Requirement =
Please write out, exactly, every line of the listing from its first line through the one that includes "[[154, 210], [237, 354], [433, 166]]".

Material provided: Begin

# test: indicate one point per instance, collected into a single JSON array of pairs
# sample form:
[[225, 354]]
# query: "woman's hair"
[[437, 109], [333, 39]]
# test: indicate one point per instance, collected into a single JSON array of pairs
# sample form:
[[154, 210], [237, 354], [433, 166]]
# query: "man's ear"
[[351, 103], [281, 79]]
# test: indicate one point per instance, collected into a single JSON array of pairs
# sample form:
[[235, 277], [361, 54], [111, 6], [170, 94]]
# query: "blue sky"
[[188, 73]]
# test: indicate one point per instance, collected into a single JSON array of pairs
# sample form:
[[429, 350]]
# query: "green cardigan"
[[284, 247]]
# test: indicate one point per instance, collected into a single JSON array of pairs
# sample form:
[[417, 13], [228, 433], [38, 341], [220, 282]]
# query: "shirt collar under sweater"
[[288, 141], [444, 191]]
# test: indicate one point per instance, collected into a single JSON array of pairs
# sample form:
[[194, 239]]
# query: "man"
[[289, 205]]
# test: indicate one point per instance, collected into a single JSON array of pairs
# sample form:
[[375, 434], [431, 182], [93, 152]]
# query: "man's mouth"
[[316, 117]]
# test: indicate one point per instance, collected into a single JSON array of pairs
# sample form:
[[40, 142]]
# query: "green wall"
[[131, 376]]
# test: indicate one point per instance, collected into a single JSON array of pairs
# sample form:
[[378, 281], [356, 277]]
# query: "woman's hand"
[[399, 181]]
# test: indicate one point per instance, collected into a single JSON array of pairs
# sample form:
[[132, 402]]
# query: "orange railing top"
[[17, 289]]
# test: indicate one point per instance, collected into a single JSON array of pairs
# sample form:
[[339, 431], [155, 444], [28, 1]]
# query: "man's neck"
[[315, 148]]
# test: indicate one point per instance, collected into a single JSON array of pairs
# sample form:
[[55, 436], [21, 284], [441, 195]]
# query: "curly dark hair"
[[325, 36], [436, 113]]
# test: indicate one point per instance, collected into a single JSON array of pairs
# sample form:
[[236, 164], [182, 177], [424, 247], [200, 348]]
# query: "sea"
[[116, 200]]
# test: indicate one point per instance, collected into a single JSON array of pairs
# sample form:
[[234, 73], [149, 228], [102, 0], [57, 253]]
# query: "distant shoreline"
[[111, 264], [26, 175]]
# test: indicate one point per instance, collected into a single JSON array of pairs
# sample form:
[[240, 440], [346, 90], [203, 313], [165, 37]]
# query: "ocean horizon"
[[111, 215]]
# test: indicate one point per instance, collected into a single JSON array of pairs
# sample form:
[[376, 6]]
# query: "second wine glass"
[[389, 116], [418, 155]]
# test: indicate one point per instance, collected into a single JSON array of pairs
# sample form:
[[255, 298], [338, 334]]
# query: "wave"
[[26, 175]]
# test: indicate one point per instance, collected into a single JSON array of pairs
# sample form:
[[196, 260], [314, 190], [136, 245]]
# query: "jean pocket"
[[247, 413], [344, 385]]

Material provided: End

Task answer =
# test: indicate one point per instance, collected into a single JSON array of pairs
# sample form:
[[225, 354]]
# query: "woman's hair"
[[437, 109], [333, 39]]
# test: indicate one point per instance, collected into a single JSON array of pairs
# sample form:
[[154, 210], [237, 354], [433, 166]]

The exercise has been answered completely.